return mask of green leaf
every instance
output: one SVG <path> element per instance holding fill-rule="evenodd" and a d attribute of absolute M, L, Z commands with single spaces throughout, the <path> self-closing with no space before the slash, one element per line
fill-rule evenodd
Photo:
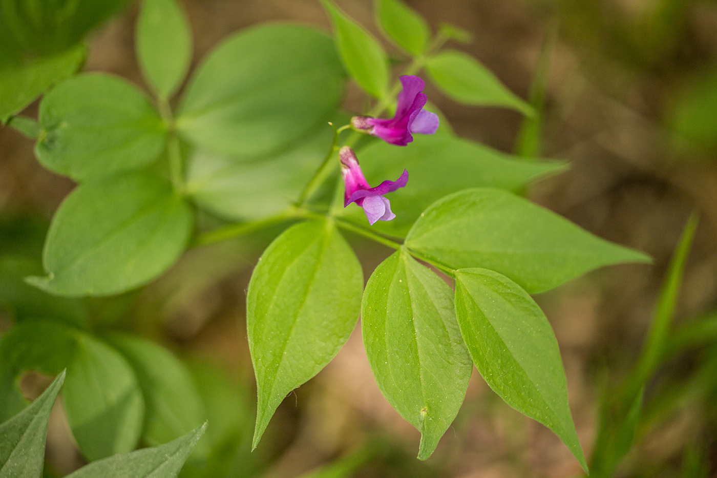
<path fill-rule="evenodd" d="M 668 112 L 676 146 L 717 150 L 717 68 L 707 70 L 682 88 Z"/>
<path fill-rule="evenodd" d="M 258 394 L 255 448 L 284 397 L 348 339 L 363 283 L 358 260 L 331 221 L 292 226 L 262 255 L 247 295 Z"/>
<path fill-rule="evenodd" d="M 566 168 L 565 163 L 527 162 L 467 139 L 448 135 L 417 135 L 410 146 L 396 147 L 376 141 L 359 152 L 361 165 L 369 182 L 377 185 L 394 180 L 404 169 L 408 185 L 387 195 L 396 218 L 379 221 L 374 228 L 405 236 L 426 207 L 455 191 L 478 186 L 517 190 L 531 180 Z M 440 164 L 440 167 L 436 167 Z M 346 214 L 365 223 L 364 210 L 356 205 Z"/>
<path fill-rule="evenodd" d="M 262 25 L 231 37 L 190 81 L 176 124 L 190 142 L 252 157 L 285 149 L 335 111 L 345 74 L 331 39 Z"/>
<path fill-rule="evenodd" d="M 494 271 L 460 269 L 455 280 L 456 316 L 481 376 L 508 405 L 555 432 L 587 472 L 558 341 L 543 311 Z"/>
<path fill-rule="evenodd" d="M 512 108 L 532 116 L 533 108 L 495 78 L 490 70 L 470 55 L 445 50 L 428 59 L 426 69 L 431 80 L 450 98 L 479 106 Z"/>
<path fill-rule="evenodd" d="M 418 12 L 401 0 L 376 0 L 376 17 L 384 32 L 414 56 L 426 52 L 431 31 Z"/>
<path fill-rule="evenodd" d="M 371 369 L 386 399 L 421 432 L 421 459 L 455 418 L 473 371 L 452 295 L 404 251 L 376 268 L 361 303 Z"/>
<path fill-rule="evenodd" d="M 39 122 L 37 159 L 76 181 L 146 166 L 162 152 L 166 134 L 136 87 L 104 73 L 58 85 L 42 99 Z"/>
<path fill-rule="evenodd" d="M 85 45 L 77 45 L 51 56 L 6 62 L 0 67 L 0 123 L 76 72 L 85 54 Z"/>
<path fill-rule="evenodd" d="M 148 282 L 184 251 L 192 212 L 168 182 L 133 173 L 80 185 L 52 218 L 30 283 L 64 296 L 110 295 Z"/>
<path fill-rule="evenodd" d="M 206 428 L 198 428 L 164 445 L 90 463 L 67 478 L 174 478 Z"/>
<path fill-rule="evenodd" d="M 49 319 L 87 328 L 89 313 L 81 299 L 52 296 L 25 283 L 27 276 L 42 273 L 39 257 L 0 256 L 0 306 L 17 322 Z"/>
<path fill-rule="evenodd" d="M 142 73 L 166 100 L 181 84 L 191 60 L 191 31 L 176 0 L 144 0 L 136 45 Z"/>
<path fill-rule="evenodd" d="M 386 96 L 390 78 L 383 47 L 331 0 L 321 0 L 321 3 L 331 17 L 336 48 L 346 70 L 369 95 Z"/>
<path fill-rule="evenodd" d="M 496 271 L 531 294 L 603 266 L 651 261 L 521 197 L 487 188 L 434 202 L 411 228 L 406 245 L 455 269 Z"/>
<path fill-rule="evenodd" d="M 186 191 L 202 207 L 228 219 L 276 214 L 298 197 L 333 138 L 324 123 L 305 140 L 268 157 L 240 159 L 197 151 L 187 167 Z"/>
<path fill-rule="evenodd" d="M 90 461 L 133 450 L 142 433 L 144 403 L 132 367 L 86 334 L 77 334 L 73 355 L 62 395 L 80 449 Z"/>
<path fill-rule="evenodd" d="M 0 425 L 1 478 L 40 476 L 44 461 L 47 421 L 64 381 L 63 372 L 32 405 Z"/>
<path fill-rule="evenodd" d="M 134 370 L 144 397 L 143 439 L 149 445 L 173 440 L 205 419 L 204 406 L 186 367 L 168 350 L 140 337 L 113 334 L 108 341 Z M 201 450 L 206 451 L 206 446 Z"/>

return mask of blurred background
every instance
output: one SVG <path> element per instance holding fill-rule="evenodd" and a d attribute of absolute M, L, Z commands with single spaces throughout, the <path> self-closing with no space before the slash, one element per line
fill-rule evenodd
<path fill-rule="evenodd" d="M 528 197 L 655 258 L 652 266 L 597 271 L 536 297 L 560 344 L 571 408 L 589 454 L 601 395 L 636 360 L 693 210 L 701 221 L 675 321 L 688 323 L 717 309 L 717 1 L 406 1 L 434 29 L 450 22 L 469 32 L 471 43 L 452 47 L 475 56 L 521 97 L 543 104 L 536 142 L 526 139 L 519 113 L 462 106 L 429 87 L 429 98 L 456 132 L 503 151 L 569 161 L 569 171 L 536 183 Z M 315 0 L 181 3 L 194 36 L 195 66 L 222 39 L 257 22 L 329 27 Z M 337 4 L 380 37 L 370 0 Z M 129 2 L 90 34 L 84 69 L 115 73 L 147 90 L 134 54 L 137 13 Z M 546 73 L 536 80 L 541 69 Z M 347 108 L 360 111 L 362 102 L 352 85 Z M 24 111 L 36 113 L 37 102 Z M 73 184 L 44 169 L 32 149 L 32 141 L 0 128 L 3 247 L 33 251 L 39 260 L 49 218 Z M 183 474 L 294 477 L 322 472 L 315 469 L 328 463 L 333 467 L 323 472 L 336 474 L 313 476 L 580 474 L 556 436 L 505 405 L 477 372 L 436 452 L 419 461 L 419 434 L 381 396 L 358 329 L 326 370 L 285 400 L 250 454 L 255 391 L 244 297 L 252 267 L 277 232 L 194 249 L 147 288 L 89 301 L 98 327 L 139 332 L 191 365 L 207 400 L 209 433 L 225 445 L 215 469 L 190 463 Z M 389 252 L 357 239 L 355 245 L 364 253 L 366 277 Z M 0 309 L 0 331 L 9 324 Z M 717 476 L 716 357 L 712 340 L 660 368 L 645 390 L 645 423 L 618 476 Z M 26 394 L 32 396 L 38 382 L 25 378 Z M 47 453 L 60 474 L 82 464 L 59 407 Z"/>

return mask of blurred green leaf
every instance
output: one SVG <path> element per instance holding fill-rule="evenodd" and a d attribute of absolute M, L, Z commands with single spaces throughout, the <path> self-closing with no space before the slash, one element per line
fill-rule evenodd
<path fill-rule="evenodd" d="M 39 258 L 0 256 L 0 307 L 10 311 L 16 321 L 49 319 L 87 329 L 89 314 L 81 300 L 52 296 L 24 281 L 27 276 L 42 273 Z"/>
<path fill-rule="evenodd" d="M 313 28 L 242 30 L 197 69 L 177 128 L 219 154 L 249 158 L 285 150 L 336 110 L 344 75 L 331 39 Z"/>
<path fill-rule="evenodd" d="M 369 95 L 386 96 L 391 78 L 384 47 L 331 0 L 321 4 L 331 17 L 336 48 L 351 78 Z"/>
<path fill-rule="evenodd" d="M 191 60 L 189 22 L 176 0 L 143 1 L 135 44 L 142 72 L 166 100 L 181 84 Z"/>
<path fill-rule="evenodd" d="M 361 332 L 379 388 L 421 432 L 431 456 L 458 413 L 473 371 L 450 288 L 405 251 L 379 266 L 366 283 Z"/>
<path fill-rule="evenodd" d="M 650 261 L 521 197 L 488 188 L 434 202 L 409 232 L 406 245 L 452 268 L 490 268 L 531 294 L 603 266 Z"/>
<path fill-rule="evenodd" d="M 189 159 L 186 190 L 202 207 L 227 219 L 276 214 L 298 197 L 333 137 L 333 130 L 323 123 L 290 149 L 267 157 L 243 159 L 197 151 Z"/>
<path fill-rule="evenodd" d="M 95 461 L 133 450 L 144 402 L 132 367 L 106 344 L 85 334 L 76 337 L 62 398 L 80 451 Z"/>
<path fill-rule="evenodd" d="M 414 56 L 426 52 L 431 31 L 418 12 L 401 0 L 376 0 L 376 23 L 397 45 Z"/>
<path fill-rule="evenodd" d="M 717 68 L 697 76 L 679 92 L 668 123 L 678 147 L 717 150 Z"/>
<path fill-rule="evenodd" d="M 90 463 L 67 478 L 174 478 L 206 428 L 205 423 L 168 444 Z"/>
<path fill-rule="evenodd" d="M 112 334 L 108 342 L 134 370 L 144 397 L 142 439 L 150 446 L 166 443 L 206 420 L 201 398 L 189 372 L 168 350 L 151 340 Z M 209 450 L 204 443 L 200 455 Z"/>
<path fill-rule="evenodd" d="M 348 339 L 363 283 L 361 264 L 332 222 L 292 226 L 262 255 L 247 294 L 258 395 L 254 448 L 286 394 L 318 373 Z"/>
<path fill-rule="evenodd" d="M 35 154 L 45 167 L 76 181 L 138 169 L 164 149 L 162 120 L 131 83 L 104 73 L 71 78 L 40 103 Z"/>
<path fill-rule="evenodd" d="M 431 80 L 450 98 L 467 105 L 512 108 L 528 116 L 533 108 L 470 55 L 445 50 L 428 59 Z"/>
<path fill-rule="evenodd" d="M 458 324 L 481 376 L 508 405 L 554 431 L 587 472 L 558 341 L 543 311 L 493 271 L 460 269 L 455 280 Z"/>
<path fill-rule="evenodd" d="M 413 222 L 433 202 L 466 187 L 488 187 L 516 190 L 529 181 L 565 169 L 563 162 L 526 162 L 467 139 L 447 135 L 417 136 L 408 147 L 376 141 L 359 151 L 369 182 L 377 185 L 409 172 L 407 187 L 387 196 L 396 218 L 379 221 L 373 228 L 405 236 Z M 440 167 L 437 167 L 437 164 Z M 341 215 L 365 223 L 364 210 L 355 205 Z"/>
<path fill-rule="evenodd" d="M 85 55 L 85 46 L 77 45 L 50 56 L 4 62 L 0 66 L 0 123 L 76 72 Z"/>
<path fill-rule="evenodd" d="M 80 185 L 52 218 L 43 263 L 27 281 L 64 296 L 110 295 L 154 278 L 184 251 L 192 212 L 168 182 L 147 173 Z"/>
<path fill-rule="evenodd" d="M 32 405 L 0 425 L 2 478 L 31 478 L 42 473 L 47 421 L 64 381 L 62 372 Z"/>

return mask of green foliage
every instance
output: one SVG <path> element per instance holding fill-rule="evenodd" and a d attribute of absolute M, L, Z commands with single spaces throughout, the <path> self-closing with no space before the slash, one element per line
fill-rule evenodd
<path fill-rule="evenodd" d="M 363 283 L 358 259 L 330 221 L 294 225 L 262 255 L 247 295 L 258 394 L 254 447 L 286 394 L 316 375 L 348 339 Z"/>
<path fill-rule="evenodd" d="M 376 0 L 376 17 L 396 44 L 414 56 L 425 53 L 431 31 L 415 10 L 401 0 Z"/>
<path fill-rule="evenodd" d="M 313 28 L 262 25 L 234 34 L 199 66 L 176 120 L 189 141 L 252 157 L 285 149 L 341 103 L 344 73 Z"/>
<path fill-rule="evenodd" d="M 80 449 L 90 461 L 133 450 L 144 401 L 132 367 L 103 342 L 85 334 L 75 337 L 62 395 Z"/>
<path fill-rule="evenodd" d="M 85 55 L 85 46 L 78 45 L 47 57 L 5 62 L 0 66 L 0 123 L 76 72 Z"/>
<path fill-rule="evenodd" d="M 37 159 L 76 181 L 138 169 L 164 148 L 165 126 L 145 95 L 103 73 L 57 85 L 40 103 L 39 123 Z"/>
<path fill-rule="evenodd" d="M 649 262 L 558 215 L 499 189 L 465 189 L 434 202 L 406 245 L 452 268 L 485 267 L 531 294 L 620 262 Z"/>
<path fill-rule="evenodd" d="M 298 197 L 333 136 L 331 126 L 321 123 L 305 140 L 258 159 L 198 151 L 187 166 L 187 192 L 202 207 L 228 219 L 276 214 Z"/>
<path fill-rule="evenodd" d="M 717 150 L 717 68 L 686 85 L 668 112 L 676 145 L 688 150 Z"/>
<path fill-rule="evenodd" d="M 321 4 L 331 17 L 336 48 L 349 75 L 369 95 L 385 97 L 391 78 L 384 47 L 331 0 Z"/>
<path fill-rule="evenodd" d="M 90 463 L 67 478 L 174 478 L 206 428 L 205 423 L 164 445 Z"/>
<path fill-rule="evenodd" d="M 455 278 L 460 332 L 483 380 L 508 405 L 554 431 L 587 472 L 558 342 L 543 311 L 493 271 L 460 269 Z"/>
<path fill-rule="evenodd" d="M 472 56 L 446 50 L 429 57 L 431 80 L 451 98 L 467 105 L 504 106 L 532 116 L 533 108 Z"/>
<path fill-rule="evenodd" d="M 366 356 L 381 393 L 435 449 L 463 403 L 473 371 L 450 288 L 405 251 L 376 268 L 361 304 Z"/>
<path fill-rule="evenodd" d="M 409 171 L 408 186 L 390 196 L 391 207 L 399 214 L 391 221 L 379 221 L 373 226 L 398 236 L 405 236 L 432 202 L 455 191 L 475 187 L 515 191 L 529 181 L 566 167 L 558 161 L 528 163 L 449 135 L 416 135 L 413 143 L 405 148 L 376 141 L 359 154 L 361 168 L 372 184 L 385 179 L 395 179 L 404 168 Z M 440 167 L 436 167 L 437 161 Z M 341 210 L 357 222 L 365 220 L 363 210 L 356 205 Z"/>
<path fill-rule="evenodd" d="M 142 439 L 146 443 L 166 443 L 204 421 L 204 406 L 191 375 L 174 355 L 146 339 L 113 334 L 108 341 L 137 376 L 144 397 Z M 206 444 L 199 449 L 206 454 Z"/>
<path fill-rule="evenodd" d="M 168 182 L 132 173 L 81 184 L 55 213 L 33 285 L 65 296 L 109 295 L 142 285 L 184 251 L 189 206 Z"/>
<path fill-rule="evenodd" d="M 144 0 L 135 43 L 144 77 L 166 100 L 181 84 L 191 60 L 189 22 L 176 0 Z"/>
<path fill-rule="evenodd" d="M 47 421 L 64 381 L 62 372 L 32 405 L 0 425 L 0 477 L 34 478 L 42 473 Z"/>

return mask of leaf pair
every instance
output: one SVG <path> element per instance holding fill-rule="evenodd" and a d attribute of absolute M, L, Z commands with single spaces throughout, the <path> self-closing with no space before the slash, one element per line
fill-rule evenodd
<path fill-rule="evenodd" d="M 32 405 L 0 424 L 0 477 L 39 477 L 44 459 L 50 411 L 65 380 L 62 372 Z M 206 428 L 201 426 L 155 448 L 117 455 L 95 461 L 68 475 L 72 478 L 176 477 L 184 461 Z"/>
<path fill-rule="evenodd" d="M 56 322 L 19 324 L 0 341 L 0 385 L 6 395 L 24 370 L 67 368 L 67 421 L 90 460 L 129 451 L 141 438 L 164 443 L 201 423 L 201 401 L 176 357 L 148 340 L 108 339 Z"/>
<path fill-rule="evenodd" d="M 321 0 L 333 23 L 336 47 L 351 76 L 366 93 L 385 99 L 391 80 L 383 47 L 331 0 Z M 376 0 L 376 17 L 384 32 L 425 66 L 431 80 L 453 100 L 467 105 L 512 108 L 526 115 L 533 108 L 506 88 L 473 57 L 456 50 L 430 51 L 426 21 L 400 0 Z"/>

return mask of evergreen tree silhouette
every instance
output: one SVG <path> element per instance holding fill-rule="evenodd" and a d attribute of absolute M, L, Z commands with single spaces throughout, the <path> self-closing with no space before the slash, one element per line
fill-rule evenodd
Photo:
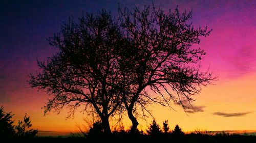
<path fill-rule="evenodd" d="M 157 124 L 155 119 L 153 120 L 152 124 L 150 124 L 148 130 L 146 130 L 147 134 L 152 137 L 159 137 L 162 133 L 159 125 Z"/>
<path fill-rule="evenodd" d="M 168 120 L 165 120 L 163 122 L 163 129 L 164 134 L 167 134 L 169 133 L 169 130 L 170 128 L 168 125 Z"/>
────────
▸ **What you should do**
As a numbered list with blank lines left out, give the listing's lines from the line with "return mask of leaf pair" up to and including the line with "56 322 L 19".

▸ **Completed task**
1. return mask of leaf pair
2. every instance
3. output: one SVG <path> element per instance holding fill-rule="evenodd" and a d attribute of absolute M, L, Z commands with single spaces throughout, the <path> self-closing with no space before the slash, one element per line
4. fill-rule evenodd
5. <path fill-rule="evenodd" d="M 32 405 L 0 424 L 0 477 L 39 477 L 44 459 L 50 411 L 65 380 L 62 372 Z M 206 428 L 201 426 L 155 448 L 117 455 L 95 461 L 68 475 L 72 478 L 176 477 L 184 461 Z"/>
6. <path fill-rule="evenodd" d="M 56 322 L 19 324 L 0 341 L 0 385 L 6 395 L 24 370 L 67 368 L 67 421 L 90 460 L 129 451 L 141 438 L 164 443 L 201 423 L 201 401 L 176 357 L 148 340 L 108 339 Z"/>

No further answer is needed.